LISTED RECORDS:
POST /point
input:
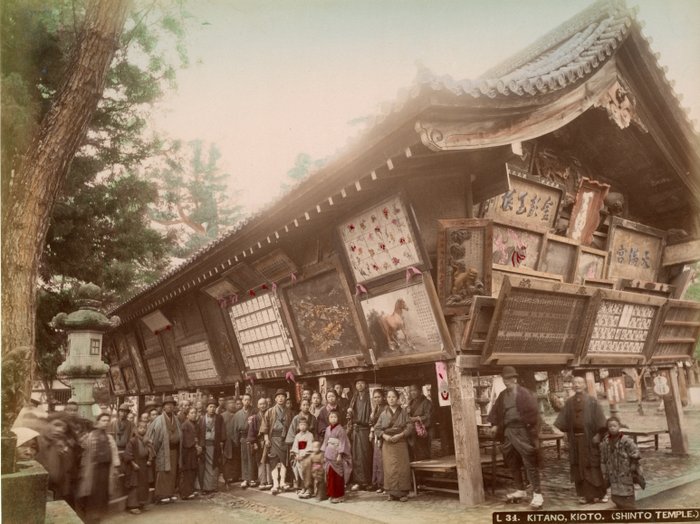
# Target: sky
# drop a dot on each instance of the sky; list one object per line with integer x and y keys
{"x": 270, "y": 79}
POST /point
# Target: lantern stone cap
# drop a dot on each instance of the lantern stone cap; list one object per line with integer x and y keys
{"x": 88, "y": 317}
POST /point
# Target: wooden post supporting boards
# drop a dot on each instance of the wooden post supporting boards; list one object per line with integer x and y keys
{"x": 466, "y": 437}
{"x": 674, "y": 416}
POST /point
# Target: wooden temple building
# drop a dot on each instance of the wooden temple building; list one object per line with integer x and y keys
{"x": 541, "y": 216}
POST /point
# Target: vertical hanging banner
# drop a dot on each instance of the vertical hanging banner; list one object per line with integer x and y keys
{"x": 443, "y": 385}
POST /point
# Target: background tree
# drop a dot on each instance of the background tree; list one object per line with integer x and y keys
{"x": 195, "y": 204}
{"x": 57, "y": 58}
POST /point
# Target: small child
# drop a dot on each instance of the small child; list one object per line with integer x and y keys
{"x": 137, "y": 456}
{"x": 314, "y": 474}
{"x": 619, "y": 460}
{"x": 300, "y": 449}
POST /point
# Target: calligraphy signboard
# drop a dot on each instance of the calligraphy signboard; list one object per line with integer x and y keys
{"x": 529, "y": 202}
{"x": 262, "y": 337}
{"x": 324, "y": 322}
{"x": 381, "y": 241}
{"x": 537, "y": 321}
{"x": 622, "y": 327}
{"x": 678, "y": 332}
{"x": 405, "y": 324}
{"x": 464, "y": 262}
{"x": 635, "y": 250}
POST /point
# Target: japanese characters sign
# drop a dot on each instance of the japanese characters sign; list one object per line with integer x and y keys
{"x": 528, "y": 202}
{"x": 380, "y": 241}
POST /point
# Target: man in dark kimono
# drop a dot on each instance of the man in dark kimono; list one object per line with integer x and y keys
{"x": 240, "y": 432}
{"x": 274, "y": 426}
{"x": 358, "y": 414}
{"x": 121, "y": 429}
{"x": 420, "y": 411}
{"x": 232, "y": 452}
{"x": 583, "y": 421}
{"x": 164, "y": 434}
{"x": 211, "y": 435}
{"x": 515, "y": 420}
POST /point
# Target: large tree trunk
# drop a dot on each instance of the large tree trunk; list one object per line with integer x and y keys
{"x": 36, "y": 184}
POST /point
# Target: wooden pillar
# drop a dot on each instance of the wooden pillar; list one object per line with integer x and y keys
{"x": 674, "y": 416}
{"x": 466, "y": 436}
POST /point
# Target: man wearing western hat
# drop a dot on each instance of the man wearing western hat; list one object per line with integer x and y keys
{"x": 164, "y": 434}
{"x": 515, "y": 420}
{"x": 358, "y": 415}
{"x": 274, "y": 426}
{"x": 121, "y": 429}
{"x": 211, "y": 433}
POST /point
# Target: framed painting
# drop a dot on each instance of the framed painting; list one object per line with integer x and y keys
{"x": 381, "y": 241}
{"x": 590, "y": 264}
{"x": 585, "y": 215}
{"x": 464, "y": 262}
{"x": 558, "y": 256}
{"x": 635, "y": 250}
{"x": 325, "y": 325}
{"x": 515, "y": 246}
{"x": 405, "y": 324}
{"x": 529, "y": 202}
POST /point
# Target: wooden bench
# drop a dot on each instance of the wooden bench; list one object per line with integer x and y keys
{"x": 649, "y": 433}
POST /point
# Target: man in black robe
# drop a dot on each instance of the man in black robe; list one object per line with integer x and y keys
{"x": 583, "y": 420}
{"x": 359, "y": 412}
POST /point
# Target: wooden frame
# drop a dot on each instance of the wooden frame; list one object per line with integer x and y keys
{"x": 590, "y": 264}
{"x": 537, "y": 321}
{"x": 516, "y": 246}
{"x": 117, "y": 380}
{"x": 530, "y": 202}
{"x": 622, "y": 328}
{"x": 559, "y": 255}
{"x": 323, "y": 320}
{"x": 382, "y": 241}
{"x": 635, "y": 250}
{"x": 477, "y": 327}
{"x": 678, "y": 333}
{"x": 416, "y": 334}
{"x": 262, "y": 336}
{"x": 464, "y": 250}
{"x": 585, "y": 215}
{"x": 500, "y": 273}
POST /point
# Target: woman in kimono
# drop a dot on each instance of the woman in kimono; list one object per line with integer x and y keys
{"x": 191, "y": 449}
{"x": 394, "y": 429}
{"x": 338, "y": 458}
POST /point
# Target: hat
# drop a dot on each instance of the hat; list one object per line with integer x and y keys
{"x": 280, "y": 392}
{"x": 24, "y": 435}
{"x": 509, "y": 372}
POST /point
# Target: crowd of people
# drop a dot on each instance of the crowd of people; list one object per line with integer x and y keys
{"x": 319, "y": 449}
{"x": 601, "y": 456}
{"x": 182, "y": 450}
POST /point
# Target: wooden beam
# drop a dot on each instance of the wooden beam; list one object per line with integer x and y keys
{"x": 683, "y": 253}
{"x": 674, "y": 415}
{"x": 466, "y": 437}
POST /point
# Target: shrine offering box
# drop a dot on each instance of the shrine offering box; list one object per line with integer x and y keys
{"x": 464, "y": 262}
{"x": 405, "y": 324}
{"x": 382, "y": 241}
{"x": 324, "y": 323}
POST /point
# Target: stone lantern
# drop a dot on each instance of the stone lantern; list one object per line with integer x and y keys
{"x": 85, "y": 329}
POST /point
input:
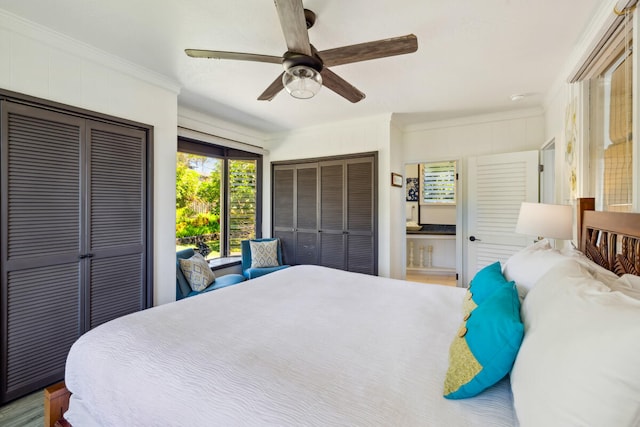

WHAT TO WORK ON:
Where the line holding "# drop a dot on each instance of the wooden temple" appears in the listing above, start reproducing exactly, and end with the line holding "# Target: calligraphy signboard".

YOUR SOLUTION:
# drop a dot on each instance of the wooden temple building; list one object per line with integer x and y keys
{"x": 541, "y": 216}
POST /point
# Target: vertical hanging banner
# drop a dot on each instance of the vertical hanging banner; list one object per line with integer x and y keys
{"x": 443, "y": 385}
POST /point
# Target: background tree
# drop a dot on each instance of the background tree; list one object per line with integer x and y keys
{"x": 195, "y": 204}
{"x": 57, "y": 58}
POST /point
# Target: small child
# drop a dot on each instance of the small child; list one object per line with integer x and y keys
{"x": 137, "y": 456}
{"x": 314, "y": 474}
{"x": 619, "y": 460}
{"x": 300, "y": 449}
POST /point
# Target: calligraphy signboard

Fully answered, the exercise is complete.